Update the records from the start through the line containing "point(44, 14)", changing every "photograph" to "image" and keeping everything else the same.

++++ EXTRACTED DATA

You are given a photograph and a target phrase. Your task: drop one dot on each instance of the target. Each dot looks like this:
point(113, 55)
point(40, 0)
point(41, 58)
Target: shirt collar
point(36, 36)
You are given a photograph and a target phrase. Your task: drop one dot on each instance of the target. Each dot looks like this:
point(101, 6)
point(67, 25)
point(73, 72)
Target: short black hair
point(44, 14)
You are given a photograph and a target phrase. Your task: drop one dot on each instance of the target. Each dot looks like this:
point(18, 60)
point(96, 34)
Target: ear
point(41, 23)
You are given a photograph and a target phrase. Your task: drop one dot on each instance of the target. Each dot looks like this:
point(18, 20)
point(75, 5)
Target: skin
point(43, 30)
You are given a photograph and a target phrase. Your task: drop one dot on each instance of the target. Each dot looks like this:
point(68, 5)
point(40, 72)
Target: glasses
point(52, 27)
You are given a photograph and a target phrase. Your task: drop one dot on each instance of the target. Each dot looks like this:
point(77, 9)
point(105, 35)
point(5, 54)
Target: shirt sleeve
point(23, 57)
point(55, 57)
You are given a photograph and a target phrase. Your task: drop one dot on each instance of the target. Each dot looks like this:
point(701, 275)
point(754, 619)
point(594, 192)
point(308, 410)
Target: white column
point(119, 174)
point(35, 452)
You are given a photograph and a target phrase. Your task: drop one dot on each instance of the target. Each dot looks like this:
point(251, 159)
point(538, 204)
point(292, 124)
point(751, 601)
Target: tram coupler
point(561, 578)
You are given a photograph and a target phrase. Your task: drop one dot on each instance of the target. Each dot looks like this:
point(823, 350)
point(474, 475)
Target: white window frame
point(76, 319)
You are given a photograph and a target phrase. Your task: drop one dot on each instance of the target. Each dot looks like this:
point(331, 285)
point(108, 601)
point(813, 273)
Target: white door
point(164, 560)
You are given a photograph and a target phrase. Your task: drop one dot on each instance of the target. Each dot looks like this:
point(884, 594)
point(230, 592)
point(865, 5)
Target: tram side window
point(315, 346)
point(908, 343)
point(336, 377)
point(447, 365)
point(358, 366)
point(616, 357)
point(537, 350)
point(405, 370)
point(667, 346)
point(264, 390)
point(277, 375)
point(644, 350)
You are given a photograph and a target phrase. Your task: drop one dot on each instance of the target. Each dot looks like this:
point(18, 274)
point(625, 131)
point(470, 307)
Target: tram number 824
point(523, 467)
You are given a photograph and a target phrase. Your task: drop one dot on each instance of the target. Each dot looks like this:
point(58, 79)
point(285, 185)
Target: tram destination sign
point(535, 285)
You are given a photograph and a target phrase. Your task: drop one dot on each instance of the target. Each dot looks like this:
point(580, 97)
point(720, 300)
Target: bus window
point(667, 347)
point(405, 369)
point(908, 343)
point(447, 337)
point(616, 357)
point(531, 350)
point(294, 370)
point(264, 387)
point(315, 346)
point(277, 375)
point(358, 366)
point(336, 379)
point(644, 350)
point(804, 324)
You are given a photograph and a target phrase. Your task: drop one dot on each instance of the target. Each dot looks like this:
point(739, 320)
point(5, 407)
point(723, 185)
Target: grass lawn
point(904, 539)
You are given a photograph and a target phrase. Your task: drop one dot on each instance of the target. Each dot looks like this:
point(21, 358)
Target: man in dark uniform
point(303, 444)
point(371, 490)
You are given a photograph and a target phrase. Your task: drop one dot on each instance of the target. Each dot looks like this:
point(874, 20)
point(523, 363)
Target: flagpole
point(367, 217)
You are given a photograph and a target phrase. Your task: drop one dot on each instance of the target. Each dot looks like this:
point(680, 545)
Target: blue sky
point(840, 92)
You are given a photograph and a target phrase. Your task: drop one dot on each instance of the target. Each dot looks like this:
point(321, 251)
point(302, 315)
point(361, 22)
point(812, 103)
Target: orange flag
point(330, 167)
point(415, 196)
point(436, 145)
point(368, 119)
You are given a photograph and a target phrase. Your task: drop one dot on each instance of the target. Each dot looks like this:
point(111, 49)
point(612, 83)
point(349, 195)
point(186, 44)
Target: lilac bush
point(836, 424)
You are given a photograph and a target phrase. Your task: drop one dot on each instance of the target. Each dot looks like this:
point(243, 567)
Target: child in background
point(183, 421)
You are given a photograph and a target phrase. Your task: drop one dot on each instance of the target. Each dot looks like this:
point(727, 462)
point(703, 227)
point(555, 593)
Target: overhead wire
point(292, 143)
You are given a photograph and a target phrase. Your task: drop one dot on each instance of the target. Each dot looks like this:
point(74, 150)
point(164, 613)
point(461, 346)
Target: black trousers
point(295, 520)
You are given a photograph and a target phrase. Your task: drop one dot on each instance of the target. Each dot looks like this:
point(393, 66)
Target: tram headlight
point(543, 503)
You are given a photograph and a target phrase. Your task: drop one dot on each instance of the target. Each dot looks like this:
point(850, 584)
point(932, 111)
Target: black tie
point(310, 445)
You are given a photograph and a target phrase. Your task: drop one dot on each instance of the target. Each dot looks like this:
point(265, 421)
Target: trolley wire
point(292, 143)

++++++++

- TASK ANSWER -
You are given a image and a target phrase. Your task: drop one dot on each instance of the target. Each dot looks like this:
point(113, 55)
point(40, 0)
point(41, 58)
Target: shirt collar
point(36, 36)
You are given a image and a target phrase. Your task: drop one dot on each instance of the target. Each dot looks like this:
point(101, 6)
point(67, 25)
point(73, 72)
Target: short black hair
point(44, 14)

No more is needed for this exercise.